Records of labeled boxes.
--------------------

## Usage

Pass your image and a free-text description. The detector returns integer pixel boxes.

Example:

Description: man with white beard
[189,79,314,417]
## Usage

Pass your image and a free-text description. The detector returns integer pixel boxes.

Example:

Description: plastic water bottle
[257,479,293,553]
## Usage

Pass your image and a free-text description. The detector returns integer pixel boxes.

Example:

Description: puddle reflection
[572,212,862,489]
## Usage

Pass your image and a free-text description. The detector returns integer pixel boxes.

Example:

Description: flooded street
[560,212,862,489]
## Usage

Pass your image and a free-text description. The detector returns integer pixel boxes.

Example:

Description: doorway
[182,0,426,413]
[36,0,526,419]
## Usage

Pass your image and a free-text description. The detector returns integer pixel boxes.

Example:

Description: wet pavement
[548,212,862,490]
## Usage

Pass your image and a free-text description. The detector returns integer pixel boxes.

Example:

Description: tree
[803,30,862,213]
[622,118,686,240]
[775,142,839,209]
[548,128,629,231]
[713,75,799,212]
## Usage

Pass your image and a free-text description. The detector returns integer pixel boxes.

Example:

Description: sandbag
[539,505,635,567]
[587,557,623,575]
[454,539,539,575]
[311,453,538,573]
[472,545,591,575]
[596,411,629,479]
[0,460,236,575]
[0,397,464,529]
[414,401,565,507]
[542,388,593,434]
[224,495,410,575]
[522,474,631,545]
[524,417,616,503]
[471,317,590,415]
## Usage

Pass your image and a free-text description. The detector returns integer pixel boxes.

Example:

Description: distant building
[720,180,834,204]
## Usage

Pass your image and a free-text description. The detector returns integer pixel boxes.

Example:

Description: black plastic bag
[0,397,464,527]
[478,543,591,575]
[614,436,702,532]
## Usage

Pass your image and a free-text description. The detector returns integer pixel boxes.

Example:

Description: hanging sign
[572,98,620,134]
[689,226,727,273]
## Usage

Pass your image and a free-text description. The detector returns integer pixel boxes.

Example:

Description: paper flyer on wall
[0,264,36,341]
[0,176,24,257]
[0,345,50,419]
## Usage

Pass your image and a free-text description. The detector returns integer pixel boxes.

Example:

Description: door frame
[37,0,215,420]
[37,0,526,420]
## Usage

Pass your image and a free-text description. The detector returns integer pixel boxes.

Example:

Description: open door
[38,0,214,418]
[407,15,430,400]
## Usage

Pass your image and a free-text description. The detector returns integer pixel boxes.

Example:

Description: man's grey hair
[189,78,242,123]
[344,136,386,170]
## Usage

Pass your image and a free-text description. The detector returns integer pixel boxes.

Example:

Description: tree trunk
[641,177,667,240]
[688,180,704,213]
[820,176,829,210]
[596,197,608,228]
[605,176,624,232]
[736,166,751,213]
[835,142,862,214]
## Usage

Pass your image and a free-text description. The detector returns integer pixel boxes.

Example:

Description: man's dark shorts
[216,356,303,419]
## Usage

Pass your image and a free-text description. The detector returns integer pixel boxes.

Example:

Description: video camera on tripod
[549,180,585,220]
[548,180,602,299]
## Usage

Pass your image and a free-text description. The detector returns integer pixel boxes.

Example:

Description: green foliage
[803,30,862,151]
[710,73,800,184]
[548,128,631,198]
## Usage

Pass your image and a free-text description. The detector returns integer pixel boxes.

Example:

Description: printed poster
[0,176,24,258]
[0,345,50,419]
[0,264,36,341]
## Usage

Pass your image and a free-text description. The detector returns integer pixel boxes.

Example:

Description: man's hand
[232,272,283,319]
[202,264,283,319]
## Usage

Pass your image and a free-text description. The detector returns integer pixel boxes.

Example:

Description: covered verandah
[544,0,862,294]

--------------------

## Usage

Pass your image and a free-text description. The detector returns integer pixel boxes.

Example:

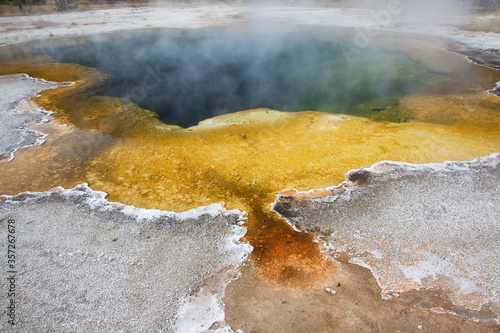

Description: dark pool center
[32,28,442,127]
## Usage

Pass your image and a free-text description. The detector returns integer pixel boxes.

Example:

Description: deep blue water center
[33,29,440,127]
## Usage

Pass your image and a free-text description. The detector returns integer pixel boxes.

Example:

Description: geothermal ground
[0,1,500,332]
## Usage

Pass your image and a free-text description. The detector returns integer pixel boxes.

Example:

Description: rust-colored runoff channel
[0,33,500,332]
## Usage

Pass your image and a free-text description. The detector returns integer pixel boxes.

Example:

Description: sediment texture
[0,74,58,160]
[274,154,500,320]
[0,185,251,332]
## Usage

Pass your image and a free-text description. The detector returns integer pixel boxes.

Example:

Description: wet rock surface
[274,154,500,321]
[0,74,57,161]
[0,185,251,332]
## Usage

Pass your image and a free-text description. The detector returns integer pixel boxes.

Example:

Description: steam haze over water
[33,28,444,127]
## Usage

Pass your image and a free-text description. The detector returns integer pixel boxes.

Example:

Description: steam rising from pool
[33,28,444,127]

--------------------

Task instructions.
Please list every line in the rows above that contains the word "plastic", copying each line in full. Case counts, so match only that exact capitalization.

The solution.
Description: plastic water bottle
Description: black plastic bag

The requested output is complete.